## TASK SET
- 1) Summarize the interview excerpt in two sentences.
- 2) Answer these questions from the interview excerpt:
(a) What were the firm's sales last year?
(b) Which industry does Warby name as one of the firm's focus industries?
(c) What kind of agencies does Warby mean by "agencies"?
- 3) Write out word for word the part of the interview excerpt starting at "Retail is one" and ending at "be your competitors?".

--- Start of SELECTED EXTRACT ---

Your question of where are we in the shared roles and responsibilities? I think the Gartner model is broadly true, in that there is a somewhat bifurcated role that the core IT needs to drive out the business benefits to pay for the change. Exactly how that lands in a particular industry and a particular structure does vary as far as what I see in with clients. I think on the innovation side it almost exclusively does lie with the business. What we try and do with these iDays is make sure that there is IT and business in the room at the same time so that we’re having a collaborative dialog.
Slattery: I think that’s exactly right. We see great results when we have both at the table and when we can show the art of the possible. They can then set it in the context of -- here’s my particular problem. We can iterate on that idea, which is the whole purpose of the iDay, and a focused discussion will come out of that with a list of some great opportunities.
Then we can go back to the business case, the experimentation and how do we drive those into reality. But that combined thinking from the people who execute on the business every day with the people who have to support the operations of it from a technology perspective is critical.
Warby: I think one of the interesting things about that also is the ability to bring cross-industry experiences into the discussion and the willingness of a banking client to listen to a story of Omni-channel retail or a mining company hear the experiences of an airline business or a manufacturing business -- to get people’s minds out of their normal way of thinking.
Retail is one of our focus industries and we have a very strong presence there. There we were telling a very industry-specific story around the digitally enabled fitting room or whatever it might be. But I would say in the early stages, in the experimentation phase of that across industries, it surprised me how interested people are in what’s going on outside their industry right now.
CIO.com: Who do you consider to be your competitors?
Warby: I think it gets broader with the digital world. We have our traditional systems integration competitors from the Indian pure-plays to IBM or Capgemini, through to the broader Microsoft sets of partners. Sometimes it’s competition with categories like the agencies. We’re working in a couple of clients very closely with major agencies now.
CIO.com: By agencies you mean...
Warby: Marketing agencies in digital marketing projects. As their business tends to look more at technology as well, we’re at least bumping into them more. One of the big things in our strategy as we look over the next five years is rethinking the ecosystems around what we do, how different they look and who do we have to partner with.
To be honest, I worry less about competition. We tend to focus more on what it is we need to do to deliver benefits to our clients and what skills do we need and where can we get those skills because they are, on the whole, going to take a while to regenerate. What might have been a competitor yesterday could be a partner tomorrow because we need to pull together these quite diverse sets of capabilities.
CIO.com: You’re working on opportunities and problems that are not vendor-specific within these organizations. Does the close tie to Microsoft sometimes become a set of handcuffs, if even from a perception aspect?
Warby: Yeah, we thought about that quite deliberately in our vision and we did include Microsoft in our new vision. I still feel that being focused around an ecosystem like Microsoft on the whole is a benefit for our customers. We start being non-technology specific in the way we talk about helping our clients realize results through digital innovation.
It could be some sort of constraint, but right now we don’t see it as such. We think that there’s a sufficient marketplace out there where companies have Microsoft technology, Microsoft is doing a nice job in re-expressing itself in the mobile-first, cloud-first world that we’re finding plenty of opportunity to go after. We’ve grown. We were $2.4 billion in sales last year and growing at double digits still so we think that that positioning is about right at the moment.

--- End of SELECTED EXTRACT ---
--- Start of SUPPLIED INFORMATION ---

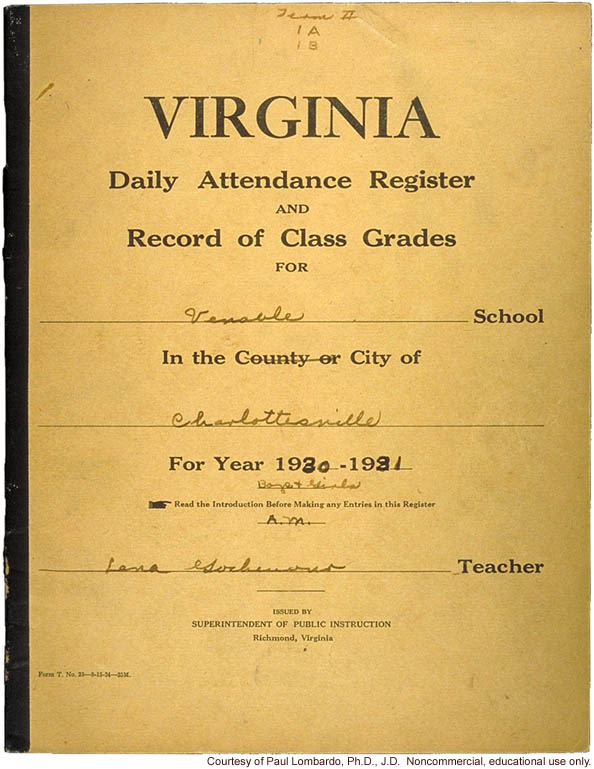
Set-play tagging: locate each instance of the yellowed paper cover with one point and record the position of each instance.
(308, 395)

--- End of SUPPLIED INFORMATION ---

## RESULTS BY TASK
- 1) The speakers say innovation lies mostly with the business, so their iDays bring IT and business people together to explore what is possible, iterate on ideas and come away with a list of opportunities, and the discussion can draw on experiences from other industries. Warby describes a widening set of competitors, from systems integrators to marketing agencies, says the firm focuses less on competition than on the skills needed to deliver client benefits, and views its Microsoft focus as a benefit rather than a constraint for now.

- 2)
(a) $2.4 billion.
(b) Retail.
(c) Marketing agencies in digital marketing projects.

- 3)
Retail is one of our focus industries and we have a very strong presence there. There we were telling a very industry-specific story around the digitally enabled fitting room or whatever it might be. But I would say in the early stages, in the experimentation phase of that across industries, it surprised me how interested people are in what’s going on outside their industry right now.
CIO.com: Who do you consider to be your competitors?